Keeler said she began investigating Wurth’s background because the novelist’s family story seemed fanciful.

“My grandmother, Margarite Temple, came from a long line of urban Indians (of Apache, Chickasaw, and Cherokee descent) and suffered much,” Wurth wrote in a 2022 essay for CrimeReads.com. “Without the finances to realize her dream of becoming a blues singer in New York, Annie James, the Chickasaw whorehouse owner grandmother who raised her, arranged a marriage with a much older man. Margarite was 14. He beat her, gave her syphilis, walked up the steps of their house drunk, and kicked her while she was pregnant.”

According to Wurth, James exacted revenge by killing her own husband. “She had stripped a bullet, melted it, and poured it into his ear while he was sleeping, which killed him,” Wurth said in a 2017 blog post.

Keeler said a team of researchers and Native American geneologists were unable to verify Wurth’s indigenous roots or the story about the murder.

“Erika Wurth and her family are not of Cherokee descent,” according to the AncestorStealing blog post. “They were white settlers on stolen Native lands. By the time of the 1900 census, they were back in Kansas, the owners of a farm.”

· · · ·

◆ APPLY WHAT YOU READ
[1] From the excerpt about Erika Wurth, reproduce the text from "Keeler said she" up to and including "2017 blog post.".
[2] In the excerpt about Erika Wurth, where was the family by the time of the 1900 census, according to the AncestorStealing blog post?
[3] Using the excerpt about Erika Wurth, explain why Keeler began investigating Wurth's background.

· · · ·

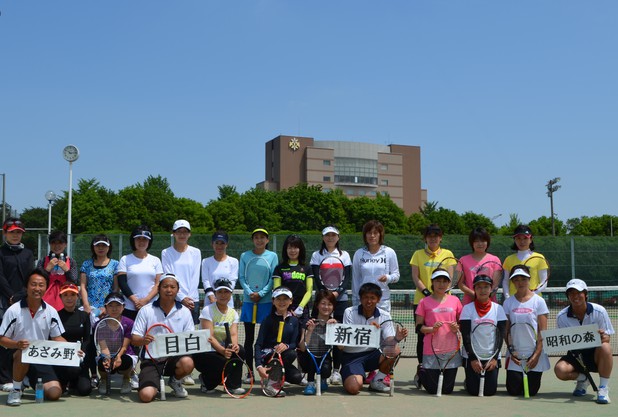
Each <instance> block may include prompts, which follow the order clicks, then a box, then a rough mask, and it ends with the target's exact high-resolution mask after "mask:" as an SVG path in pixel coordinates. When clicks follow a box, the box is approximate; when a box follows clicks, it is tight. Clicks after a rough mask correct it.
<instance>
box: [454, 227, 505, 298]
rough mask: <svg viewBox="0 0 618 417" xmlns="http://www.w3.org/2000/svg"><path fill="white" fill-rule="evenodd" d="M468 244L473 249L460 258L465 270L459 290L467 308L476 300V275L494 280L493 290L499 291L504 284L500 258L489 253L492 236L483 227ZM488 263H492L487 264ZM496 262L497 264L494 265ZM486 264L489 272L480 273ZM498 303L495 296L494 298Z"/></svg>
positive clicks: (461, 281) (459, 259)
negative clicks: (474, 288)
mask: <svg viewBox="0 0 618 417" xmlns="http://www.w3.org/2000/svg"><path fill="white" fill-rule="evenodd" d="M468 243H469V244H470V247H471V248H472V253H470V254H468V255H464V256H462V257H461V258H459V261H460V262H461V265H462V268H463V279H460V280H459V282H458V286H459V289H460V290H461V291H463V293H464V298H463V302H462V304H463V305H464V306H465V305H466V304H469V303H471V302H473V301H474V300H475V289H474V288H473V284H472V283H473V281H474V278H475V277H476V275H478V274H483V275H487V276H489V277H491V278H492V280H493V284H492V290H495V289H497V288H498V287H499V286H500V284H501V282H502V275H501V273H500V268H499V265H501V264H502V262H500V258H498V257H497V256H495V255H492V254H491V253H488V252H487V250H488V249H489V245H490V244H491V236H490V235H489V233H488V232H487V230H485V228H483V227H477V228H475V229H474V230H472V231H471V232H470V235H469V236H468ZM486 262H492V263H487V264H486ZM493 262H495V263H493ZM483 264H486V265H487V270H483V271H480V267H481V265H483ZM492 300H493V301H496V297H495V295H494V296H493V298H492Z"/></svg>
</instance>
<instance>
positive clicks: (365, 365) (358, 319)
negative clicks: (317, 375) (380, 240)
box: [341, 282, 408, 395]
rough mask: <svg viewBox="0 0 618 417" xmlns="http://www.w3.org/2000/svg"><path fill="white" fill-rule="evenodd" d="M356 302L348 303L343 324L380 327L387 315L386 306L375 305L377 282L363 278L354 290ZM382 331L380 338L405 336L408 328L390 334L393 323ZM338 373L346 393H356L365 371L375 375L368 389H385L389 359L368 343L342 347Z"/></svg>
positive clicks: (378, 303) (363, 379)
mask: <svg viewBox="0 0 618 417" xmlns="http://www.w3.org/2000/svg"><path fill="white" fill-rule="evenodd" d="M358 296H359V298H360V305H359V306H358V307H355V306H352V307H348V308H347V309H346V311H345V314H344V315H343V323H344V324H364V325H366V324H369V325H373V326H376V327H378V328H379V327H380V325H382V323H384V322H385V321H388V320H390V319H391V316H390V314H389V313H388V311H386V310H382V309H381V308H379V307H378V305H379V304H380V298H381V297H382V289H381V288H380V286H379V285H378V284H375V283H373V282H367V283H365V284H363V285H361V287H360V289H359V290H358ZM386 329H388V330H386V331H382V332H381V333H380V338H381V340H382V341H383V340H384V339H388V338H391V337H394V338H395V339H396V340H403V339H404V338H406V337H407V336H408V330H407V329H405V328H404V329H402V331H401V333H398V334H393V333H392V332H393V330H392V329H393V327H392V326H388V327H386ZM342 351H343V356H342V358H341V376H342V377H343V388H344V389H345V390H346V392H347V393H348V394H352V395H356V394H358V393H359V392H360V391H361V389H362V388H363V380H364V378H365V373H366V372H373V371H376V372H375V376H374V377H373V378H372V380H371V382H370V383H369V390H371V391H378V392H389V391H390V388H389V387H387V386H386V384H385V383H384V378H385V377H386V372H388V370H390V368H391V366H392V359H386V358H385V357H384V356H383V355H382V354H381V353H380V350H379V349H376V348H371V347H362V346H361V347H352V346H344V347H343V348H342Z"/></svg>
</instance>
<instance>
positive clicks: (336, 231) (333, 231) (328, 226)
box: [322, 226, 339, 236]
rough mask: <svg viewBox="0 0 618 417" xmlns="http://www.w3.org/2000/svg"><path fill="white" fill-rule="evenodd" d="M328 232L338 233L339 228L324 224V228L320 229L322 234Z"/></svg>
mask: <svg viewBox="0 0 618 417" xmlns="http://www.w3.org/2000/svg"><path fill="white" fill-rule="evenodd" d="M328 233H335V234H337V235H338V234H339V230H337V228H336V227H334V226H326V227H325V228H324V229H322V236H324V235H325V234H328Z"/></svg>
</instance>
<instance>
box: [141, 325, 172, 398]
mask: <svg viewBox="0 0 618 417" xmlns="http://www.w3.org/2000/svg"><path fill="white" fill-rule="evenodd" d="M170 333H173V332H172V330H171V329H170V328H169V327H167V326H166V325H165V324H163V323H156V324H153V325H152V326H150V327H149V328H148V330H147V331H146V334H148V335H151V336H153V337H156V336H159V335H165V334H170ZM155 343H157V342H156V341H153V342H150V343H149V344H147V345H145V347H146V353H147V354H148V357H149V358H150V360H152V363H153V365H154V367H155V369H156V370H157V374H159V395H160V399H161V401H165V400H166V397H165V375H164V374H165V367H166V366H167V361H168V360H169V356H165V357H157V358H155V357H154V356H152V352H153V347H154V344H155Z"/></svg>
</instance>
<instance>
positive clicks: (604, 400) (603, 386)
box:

· · · ·

◆ ANSWERS TO THE TASKS
[1]
Keeler said she began investigating Wurth’s background because the novelist’s family story seemed fanciful.

“My grandmother, Margarite Temple, came from a long line of urban Indians (of Apache, Chickasaw, and Cherokee descent) and suffered much,” Wurth wrote in a 2022 essay for CrimeReads.com. “Without the finances to realize her dream of becoming a blues singer in New York, Annie James, the Chickasaw whorehouse owner grandmother who raised her, arranged a marriage with a much older man. Margarite was 14. He beat her, gave her syphilis, walked up the steps of their house drunk, and kicked her while she was pregnant.”

According to Wurth, James exacted revenge by killing her own husband. “She had stripped a bullet, melted it, and poured it into his ear while he was sleeping, which killed him,” Wurth said in a 2017 blog post.

[2] They were back in Kansas, the owners of a farm.

[3] Keeler began investigating because the novelist's family story seemed fanciful.